The tasks
A - Could you give the life-course perspective passage again, starting with "As people grow" and going on through "level (Greene, 2002).", with "social environment" replaced by "social context"?
B - Could you extend the essay on life-course perspective in social work, picking up right after its final sentence?

Source document

Social work believes that people’s current behaviors are largely influenced by past events and experiences throughout their life-course. Life-course perspective provides a model for understanding human behavior by looking at the series of events and experiences that occur at different stages of an individual’s life cycle.
People’s lives are often shaped by the chronological age, relationships within and outside the family, and social change that occurs throughout a person’s life cycle (Hutchison, 2011). Life-course perspective rests on the hypothesis that as people develop from childhood through adolescence to adulthood, their lives take a path characterized by continuities, twists and turns depending on the prevailing life-course factors (Hutchison, 2011).
As people grow from childhood to adulthood, their lives are shaped by such important concepts as cohort, transitions, trajectories, live events, and turning points as will be seen in the interviewee case discussed below (Hutchison, 2011). The social environment presents both risk and protective factors that directly influence an individual’s resiliency level (Greene, 2002).
Having provided a theoretical overview of life-course perspective, this paper presents a practical application of the model. The paper uses life-course perspective to analyze events, transitions, trajectories, and turning points that have occurred in a client’s life-course leading her development into a young adult.
Young adulthood is a critical stage in a person’s life cycle as it provides the transition from adolescence to adulthood (Mortimer and Shanahan, 2006). According to Levinson (1978), adulthood is “a period of undulating stability and stress, signified by transitions that occur at specific chronological times within the life-course” (cited in Hutchison, 2011, p. 278).
It is during this stage that a person becomes independent and is expected to pursue his/her life-course outside their original home (van Warmer and Besthorn, 2010). This stage also expects an individual to take up serious roles in life (Hutchison, 2011). While some people go through this stage smoothly, for others it is a nightmare as will be seen in the case of the interviewee analyzed in this paper. For purposes of confidentiality, I will call my interviewee Vivian.

Excerpted records
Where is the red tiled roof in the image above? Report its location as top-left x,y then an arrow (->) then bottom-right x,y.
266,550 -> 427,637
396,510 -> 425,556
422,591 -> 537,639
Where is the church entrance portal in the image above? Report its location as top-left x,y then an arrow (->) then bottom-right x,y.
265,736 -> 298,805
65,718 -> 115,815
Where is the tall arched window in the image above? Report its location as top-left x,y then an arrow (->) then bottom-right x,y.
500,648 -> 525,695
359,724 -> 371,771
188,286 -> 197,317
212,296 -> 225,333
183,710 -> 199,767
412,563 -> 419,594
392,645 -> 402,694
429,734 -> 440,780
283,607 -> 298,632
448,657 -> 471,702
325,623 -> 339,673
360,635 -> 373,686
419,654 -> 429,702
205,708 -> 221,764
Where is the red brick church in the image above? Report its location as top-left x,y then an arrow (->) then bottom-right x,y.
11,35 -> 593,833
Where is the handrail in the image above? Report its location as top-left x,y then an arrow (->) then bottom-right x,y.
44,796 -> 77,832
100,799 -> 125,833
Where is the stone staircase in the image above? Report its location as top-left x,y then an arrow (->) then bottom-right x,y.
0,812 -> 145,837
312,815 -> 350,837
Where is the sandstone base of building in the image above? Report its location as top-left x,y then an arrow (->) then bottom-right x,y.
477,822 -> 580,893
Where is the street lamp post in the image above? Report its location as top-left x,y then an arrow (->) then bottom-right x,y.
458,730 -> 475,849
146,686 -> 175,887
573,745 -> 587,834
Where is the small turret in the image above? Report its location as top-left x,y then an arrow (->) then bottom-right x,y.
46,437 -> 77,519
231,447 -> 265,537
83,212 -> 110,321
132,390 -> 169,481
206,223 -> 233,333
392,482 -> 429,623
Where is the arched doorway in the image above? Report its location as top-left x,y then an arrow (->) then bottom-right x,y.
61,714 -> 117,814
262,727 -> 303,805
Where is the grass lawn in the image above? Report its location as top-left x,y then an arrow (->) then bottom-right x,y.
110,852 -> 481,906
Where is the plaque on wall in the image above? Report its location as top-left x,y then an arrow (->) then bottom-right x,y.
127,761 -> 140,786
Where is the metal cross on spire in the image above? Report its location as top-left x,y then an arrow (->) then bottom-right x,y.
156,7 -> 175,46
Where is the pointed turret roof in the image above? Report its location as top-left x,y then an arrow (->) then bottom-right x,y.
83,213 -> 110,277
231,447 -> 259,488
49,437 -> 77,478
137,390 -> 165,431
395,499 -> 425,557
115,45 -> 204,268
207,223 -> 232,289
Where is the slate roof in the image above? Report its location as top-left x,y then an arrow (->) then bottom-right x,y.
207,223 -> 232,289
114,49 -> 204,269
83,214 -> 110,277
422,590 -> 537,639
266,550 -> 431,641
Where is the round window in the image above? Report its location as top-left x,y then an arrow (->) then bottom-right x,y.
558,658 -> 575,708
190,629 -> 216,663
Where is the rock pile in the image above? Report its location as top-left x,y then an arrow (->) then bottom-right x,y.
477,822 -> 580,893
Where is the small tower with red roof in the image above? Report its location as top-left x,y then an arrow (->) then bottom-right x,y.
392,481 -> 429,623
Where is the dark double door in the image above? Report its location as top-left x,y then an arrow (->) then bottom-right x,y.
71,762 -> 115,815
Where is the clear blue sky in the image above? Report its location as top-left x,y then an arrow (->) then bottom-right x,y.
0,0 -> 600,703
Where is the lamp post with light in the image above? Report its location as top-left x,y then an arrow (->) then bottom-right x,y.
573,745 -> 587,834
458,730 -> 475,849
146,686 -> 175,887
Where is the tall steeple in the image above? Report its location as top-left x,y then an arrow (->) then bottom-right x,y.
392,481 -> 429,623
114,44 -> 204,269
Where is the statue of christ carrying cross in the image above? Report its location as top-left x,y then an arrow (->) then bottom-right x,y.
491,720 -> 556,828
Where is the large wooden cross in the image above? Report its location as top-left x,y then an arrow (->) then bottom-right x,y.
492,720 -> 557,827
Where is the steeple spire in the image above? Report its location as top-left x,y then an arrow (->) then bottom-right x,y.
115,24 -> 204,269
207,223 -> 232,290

Responses to the exercise
A -
As people grow from childhood to adulthood, their lives are shaped by such important concepts as cohort, transitions, trajectories, live events, and turning points as will be seen in the interviewee case discussed below (Hutchison, 2011). The social context presents both risk and protective factors that directly influence an individual’s resiliency level (Greene, 2002).

B -
Background of the interviewee
Vivian is a 29-year-old African-American lady. She was brought up in a single-mother household together with her four siblings. Vivian grew up in poverty being raised up by her mother while her father was a useless crack addict who often stole from the family and even molested two of his daughters, Vivian being one of them.
Vivian’s family suffered evictions due to rent nonpayment and moved from shelters to staying with relatives, and finally to a rented home. However, Vivian’s mother was a devoted Christian who went to church three times a week.
Vivian attended public school and did so well. However, she was forced to drop out of college due to baby sitting. Out of her 10-year relationship with a black man, Vivian has two children; a seven-year old girl and a four-year old boy. However, her boyfriend is a drug dealer and has constantly battered her.
Their relationship is characterized by constant arguments, fights, disrespect, break ups and re-unions. She once had her boyfriend arrested for domestic violence, but still continues to have him back in her life and that of the children’s. Despite the troubled relationship, Vivian is unsure whether to let go of her children’s father or not. She claims to love him, but wants to move on.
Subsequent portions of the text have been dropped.